**The data**
[start]

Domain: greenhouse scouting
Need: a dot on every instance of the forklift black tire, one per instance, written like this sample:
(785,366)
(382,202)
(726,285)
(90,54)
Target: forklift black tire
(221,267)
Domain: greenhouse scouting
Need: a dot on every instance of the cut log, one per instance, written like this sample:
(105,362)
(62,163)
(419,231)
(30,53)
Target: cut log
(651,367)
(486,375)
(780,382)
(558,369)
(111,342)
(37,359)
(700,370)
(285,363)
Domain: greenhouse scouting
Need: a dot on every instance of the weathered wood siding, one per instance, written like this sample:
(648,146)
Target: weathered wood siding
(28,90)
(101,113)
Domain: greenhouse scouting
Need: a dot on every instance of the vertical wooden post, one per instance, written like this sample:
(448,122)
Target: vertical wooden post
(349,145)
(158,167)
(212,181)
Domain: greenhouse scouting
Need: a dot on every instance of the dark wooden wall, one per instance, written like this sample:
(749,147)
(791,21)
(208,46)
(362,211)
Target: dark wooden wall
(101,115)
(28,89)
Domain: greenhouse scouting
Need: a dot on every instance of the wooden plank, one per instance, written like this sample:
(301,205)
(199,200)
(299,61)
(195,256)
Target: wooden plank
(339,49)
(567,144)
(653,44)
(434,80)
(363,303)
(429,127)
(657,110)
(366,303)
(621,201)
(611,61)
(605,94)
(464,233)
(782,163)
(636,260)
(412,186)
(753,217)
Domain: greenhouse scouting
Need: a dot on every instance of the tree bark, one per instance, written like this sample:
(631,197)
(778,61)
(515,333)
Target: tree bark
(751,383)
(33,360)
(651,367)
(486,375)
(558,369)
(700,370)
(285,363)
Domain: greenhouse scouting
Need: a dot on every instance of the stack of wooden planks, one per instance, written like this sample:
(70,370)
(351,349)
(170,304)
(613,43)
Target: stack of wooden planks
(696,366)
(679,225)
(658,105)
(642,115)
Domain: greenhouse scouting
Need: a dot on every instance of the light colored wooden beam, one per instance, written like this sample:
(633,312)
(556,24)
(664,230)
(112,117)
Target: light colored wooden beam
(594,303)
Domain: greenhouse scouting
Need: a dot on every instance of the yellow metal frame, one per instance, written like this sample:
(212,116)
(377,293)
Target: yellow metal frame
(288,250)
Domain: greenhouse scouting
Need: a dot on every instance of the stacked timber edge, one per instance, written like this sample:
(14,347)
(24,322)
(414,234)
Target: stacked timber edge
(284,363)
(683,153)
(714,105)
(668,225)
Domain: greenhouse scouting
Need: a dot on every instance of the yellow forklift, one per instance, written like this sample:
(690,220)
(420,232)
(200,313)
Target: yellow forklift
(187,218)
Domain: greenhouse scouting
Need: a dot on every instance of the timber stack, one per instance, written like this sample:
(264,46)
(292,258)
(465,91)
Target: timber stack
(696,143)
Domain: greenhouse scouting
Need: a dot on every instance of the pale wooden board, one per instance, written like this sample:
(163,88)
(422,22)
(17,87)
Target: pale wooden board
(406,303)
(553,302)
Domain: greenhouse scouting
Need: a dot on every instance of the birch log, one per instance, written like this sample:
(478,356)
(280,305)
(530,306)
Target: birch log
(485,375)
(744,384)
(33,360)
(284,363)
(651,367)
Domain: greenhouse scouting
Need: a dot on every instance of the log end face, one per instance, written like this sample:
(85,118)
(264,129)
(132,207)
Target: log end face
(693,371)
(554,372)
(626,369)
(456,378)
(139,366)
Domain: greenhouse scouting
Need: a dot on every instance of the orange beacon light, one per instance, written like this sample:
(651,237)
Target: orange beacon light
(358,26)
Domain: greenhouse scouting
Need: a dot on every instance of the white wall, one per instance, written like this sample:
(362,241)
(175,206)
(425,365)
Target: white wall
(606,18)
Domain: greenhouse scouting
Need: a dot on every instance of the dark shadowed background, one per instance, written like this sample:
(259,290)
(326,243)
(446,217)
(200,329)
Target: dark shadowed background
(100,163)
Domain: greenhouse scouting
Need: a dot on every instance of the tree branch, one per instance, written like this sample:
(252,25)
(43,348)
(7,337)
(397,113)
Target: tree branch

[end]

**What is expected**
Extract all the material, leaving every line as it is.

**Result below**
Domain: greenhouse scouting
Need: a dot on every instance of the forklift black tire, one per instance, written like this sample:
(785,366)
(382,202)
(726,285)
(90,54)
Target: forklift black tire
(221,267)
Domain: greenhouse scouting
Need: a dot on every instance of the cut log, one per instance, written like this sample:
(105,362)
(62,163)
(419,231)
(30,53)
Target: cut log
(651,367)
(486,375)
(780,382)
(558,369)
(111,342)
(37,359)
(700,370)
(285,363)
Domain: greenhouse scouting
Need: a dot on every instance of the weathered wood siding, one per instance, written like this sample:
(648,146)
Target: weathered wood siding
(28,90)
(101,113)
Domain: greenhouse scouting
Need: a dot on every instance of the vertical wooden post, one per instance, written like this sample:
(448,122)
Target: vertical wooden post
(349,145)
(158,167)
(212,181)
Domain: greenhouse scouting
Need: a dot on every instance of the dark wooden wall, one per instance, written like this sample:
(749,147)
(791,21)
(208,46)
(362,211)
Target: dark wooden wall
(101,115)
(28,89)
Domain: greenhouse scouting
Need: a dot on every instance of the wooden plank, one per instance, written like this sample:
(301,205)
(199,200)
(299,61)
(195,256)
Target: wooden plank
(339,49)
(567,144)
(653,44)
(434,80)
(363,303)
(429,127)
(657,110)
(366,303)
(621,201)
(611,61)
(605,94)
(464,233)
(782,163)
(636,260)
(412,186)
(753,217)
Domain: greenhouse scouting
Need: a dot on every instance of the tree bark, one per instance, written like this sample:
(631,197)
(778,61)
(515,333)
Target: tree bark
(751,383)
(33,360)
(651,367)
(486,375)
(558,369)
(700,370)
(285,363)
Domain: greenhouse scouting
Need: a dot on every instance of the stack of wooden planks, one per instance, written like this sample:
(70,370)
(351,349)
(170,304)
(613,43)
Target: stack of wooden planks
(696,366)
(679,225)
(658,105)
(642,115)
Domain: greenhouse scouting
Need: a dot on every instance of the light colored wooden beam, one per instance, written like this sample:
(633,312)
(556,24)
(664,230)
(112,117)
Target: light colored wooden beam
(594,303)
Domain: greenhouse scouting
Need: a dot on every instance of the yellow metal frame, one per instance, written like this sample:
(212,116)
(377,293)
Target: yellow metal frame
(288,250)
Domain: greenhouse scouting
Need: a dot on every instance of the stacked timber edge, one per instance, written like this sample:
(14,347)
(24,322)
(414,234)
Target: stacked timber edge
(284,363)
(683,153)
(714,105)
(668,225)
Domain: greenhouse scouting
Need: a dot on every instance of the yellow forklift, one per instance, written like this sample:
(690,220)
(420,232)
(200,313)
Target: yellow forklift
(187,218)
Domain: greenhouse scouting
Need: a dot on every instance of the timber stack, one per instance, written like this sample:
(264,46)
(292,258)
(465,91)
Target: timber stack
(696,143)
Domain: greenhouse scouting
Need: a dot on every instance of the pale wooden board, one per instance, written like this sample:
(163,88)
(422,22)
(17,87)
Target: pale wooden board
(406,303)
(553,302)
Domain: greenhouse scouting
Need: a dot on every instance of the birch log, one per instance, written like this sample:
(478,356)
(280,305)
(530,306)
Target: birch log
(485,375)
(744,384)
(33,360)
(284,363)
(651,367)
Domain: greenhouse scouting
Need: a dot on every instance of the log end face, one per instance, written like this sample:
(85,118)
(264,129)
(132,207)
Target: log end face
(693,371)
(554,372)
(626,369)
(456,378)
(139,366)
Domain: greenhouse scouting
Need: a dot on every instance of the orange beacon light, one per instance, written like this sample:
(651,237)
Target: orange beacon light
(358,26)
Domain: greenhouse scouting
Need: a dot on every instance of the white wall, one per instance, written like this sample:
(362,241)
(175,206)
(425,365)
Target: white wall
(606,18)
Domain: greenhouse scouting
Need: a dot on every instance of the dark shadowed background, one per instance, written like this sample:
(259,290)
(326,243)
(446,217)
(200,329)
Target: dark shadowed background
(100,163)
Domain: greenhouse scouting
Need: a dot on every instance of the tree branch, one per instance, written like this sample:
(252,25)
(43,348)
(7,337)
(397,113)
Target: tree branch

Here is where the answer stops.